• [Description of the task]
Reproduce the data below, changing every "Please match this form" to "Please follow this format" and keeping everything else the same; omit the pictures.

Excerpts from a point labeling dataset
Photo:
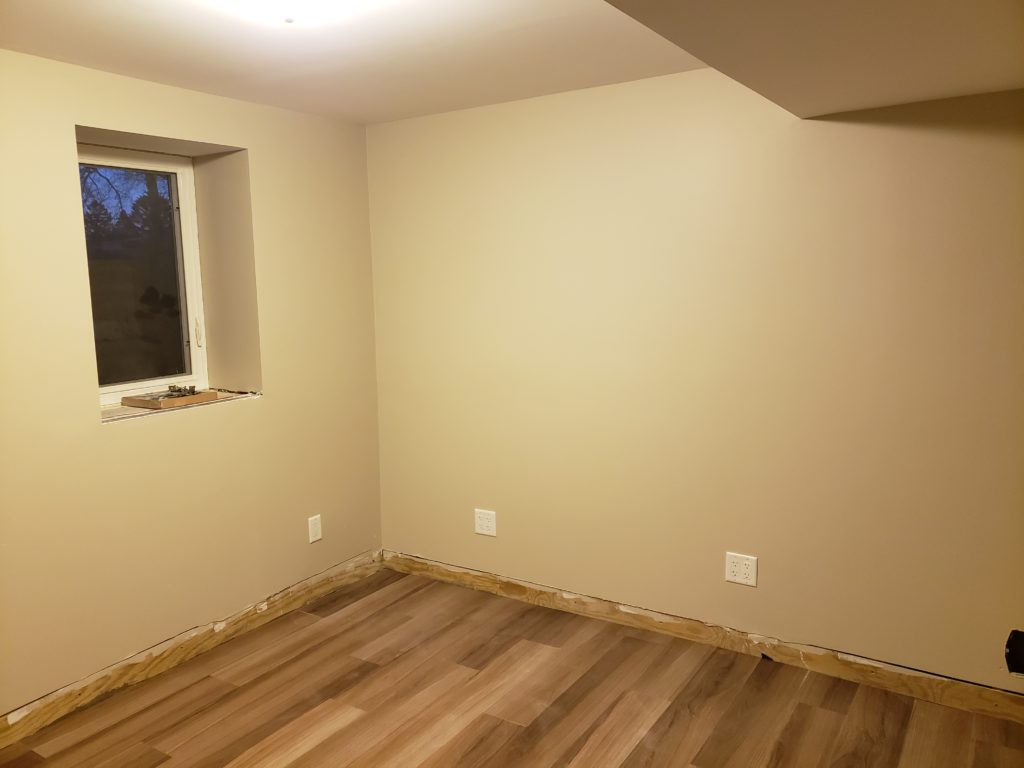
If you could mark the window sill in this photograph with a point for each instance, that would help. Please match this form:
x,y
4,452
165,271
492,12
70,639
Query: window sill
x,y
123,413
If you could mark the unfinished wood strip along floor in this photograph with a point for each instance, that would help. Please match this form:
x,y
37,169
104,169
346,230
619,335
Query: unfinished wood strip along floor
x,y
400,671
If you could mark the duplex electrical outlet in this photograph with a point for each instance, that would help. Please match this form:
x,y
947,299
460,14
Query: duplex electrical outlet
x,y
486,522
741,568
315,534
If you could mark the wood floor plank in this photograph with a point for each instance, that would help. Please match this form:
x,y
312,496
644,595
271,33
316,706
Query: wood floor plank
x,y
999,732
301,679
425,664
119,737
433,728
122,705
807,738
873,731
987,755
937,736
299,736
352,741
136,756
18,756
748,731
475,744
522,705
613,739
692,717
397,672
557,730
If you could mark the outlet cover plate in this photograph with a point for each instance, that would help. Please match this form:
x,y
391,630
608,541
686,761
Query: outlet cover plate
x,y
741,568
315,531
485,522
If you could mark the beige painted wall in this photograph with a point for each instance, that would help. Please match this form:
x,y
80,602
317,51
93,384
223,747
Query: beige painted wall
x,y
650,323
102,552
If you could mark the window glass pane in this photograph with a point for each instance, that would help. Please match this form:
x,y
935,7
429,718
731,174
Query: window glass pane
x,y
135,273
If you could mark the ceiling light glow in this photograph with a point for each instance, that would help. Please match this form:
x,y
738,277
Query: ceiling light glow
x,y
296,12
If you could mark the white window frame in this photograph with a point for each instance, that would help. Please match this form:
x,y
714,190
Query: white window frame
x,y
188,232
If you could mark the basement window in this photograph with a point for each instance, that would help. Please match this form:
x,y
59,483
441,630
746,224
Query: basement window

• [Result for this task]
Photo:
If you could mark the window sill in this photograph with a point for each instance, that would help. Please follow this format:
x,y
4,452
165,271
492,12
70,639
Query: window sill
x,y
123,413
If you could mark the unfinished wood strip along floor in this photograph with a point for each instance, that would help. Please follow this format:
x,y
37,169
104,169
346,230
619,335
Query: unfinished wood strip along floor
x,y
400,671
If you could mark the duplex electrical outlet in this photograph with a point for each instance, that would help. Please follow this format:
x,y
947,299
460,14
Query: duplex electrical outlet
x,y
486,522
741,568
315,534
If you could mark the wood floor plank in this photograph with a point for each instance, that would help. Please follow this format:
x,y
312,496
644,595
271,33
316,706
Query: wood floor plank
x,y
999,732
301,679
425,664
119,737
433,728
122,705
807,738
873,731
987,755
937,736
299,736
352,741
136,756
18,756
748,731
475,744
522,705
613,739
692,717
397,672
557,730
If you could mark the outlet cover plate in this photograph with a point for each instance, that would help. Please follow this format:
x,y
391,630
608,541
686,761
Query: outlet cover plate
x,y
741,568
315,531
485,522
If you could mark the beige painted wall in this photograph with a point for each instance, that would help. Please follow this format:
x,y
80,602
317,51
93,384
223,747
Query: beige painted wall
x,y
650,323
102,552
If you could mark the window glass pane in this photograph with a point for each instance, that would help. Please follow this format:
x,y
935,7
429,718
731,174
Query: window glass pane
x,y
135,273
If you could mark the ceiling light glow in this photograph with a point for each instance, that would help. Please follow this format:
x,y
738,277
Query: ceiling light glow
x,y
296,12
If you could mark the white window frame in this photograph with a point for each instance, that would help. Please follow this format:
x,y
714,190
Query: white window frame
x,y
188,232
If you could mark the basement window in this photograph with a point for each instance, that would help. Please follow this format:
x,y
59,483
441,630
746,224
Query: basement window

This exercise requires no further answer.